Start of Block

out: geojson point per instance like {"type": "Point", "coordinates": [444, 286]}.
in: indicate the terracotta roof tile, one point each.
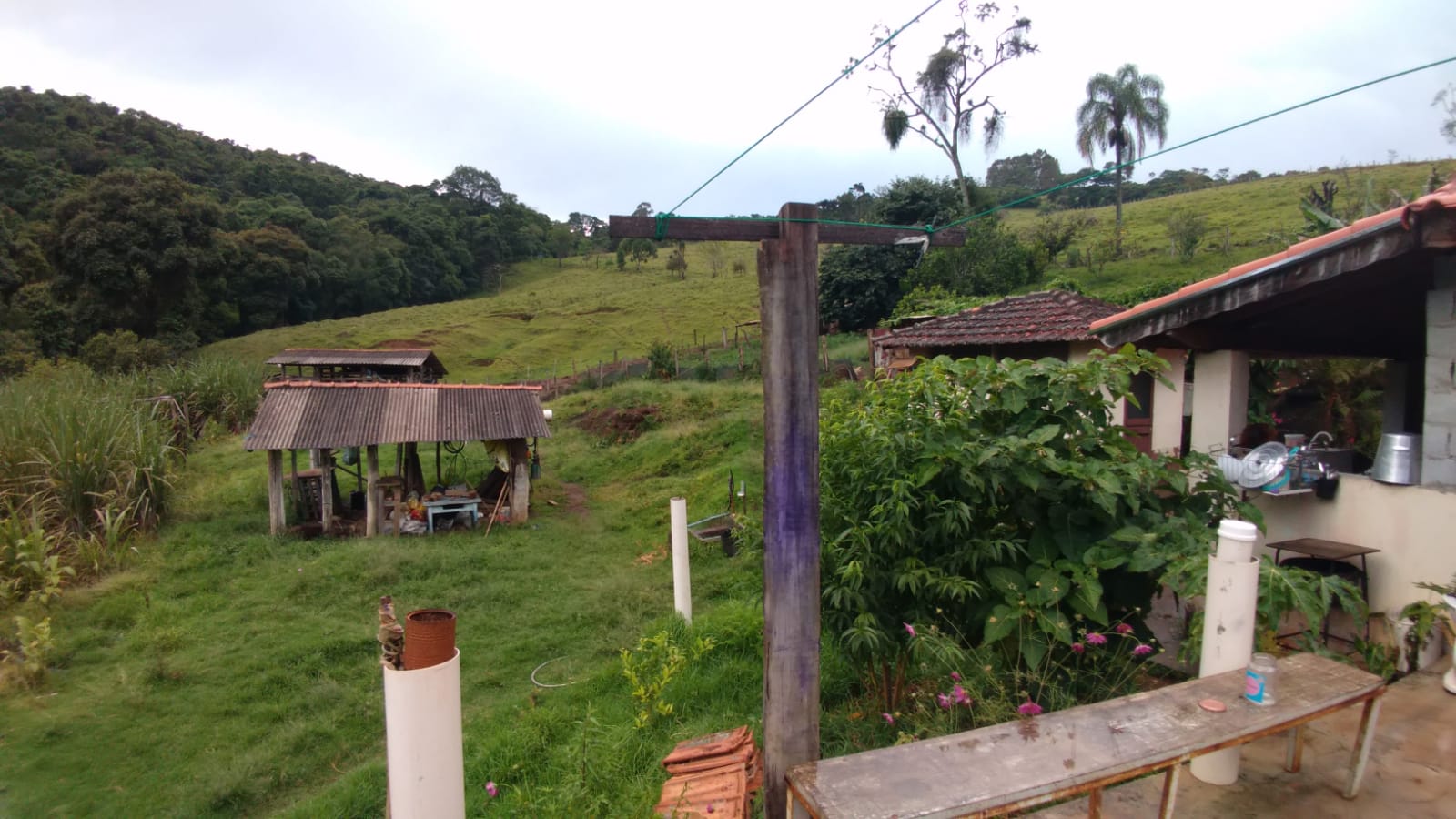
{"type": "Point", "coordinates": [1050, 315]}
{"type": "Point", "coordinates": [1441, 198]}
{"type": "Point", "coordinates": [392, 385]}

End of Block

*INSTRUCTIONS FOR THE TASK*:
Copy out the records above in full, exactly as written, but not the pictures.

*WRITTEN ANSWER*:
out: geojson point per instance like {"type": "Point", "coordinates": [444, 286]}.
in: indicate the terracotta roof tile, one point each.
{"type": "Point", "coordinates": [1050, 315]}
{"type": "Point", "coordinates": [1441, 198]}
{"type": "Point", "coordinates": [392, 385]}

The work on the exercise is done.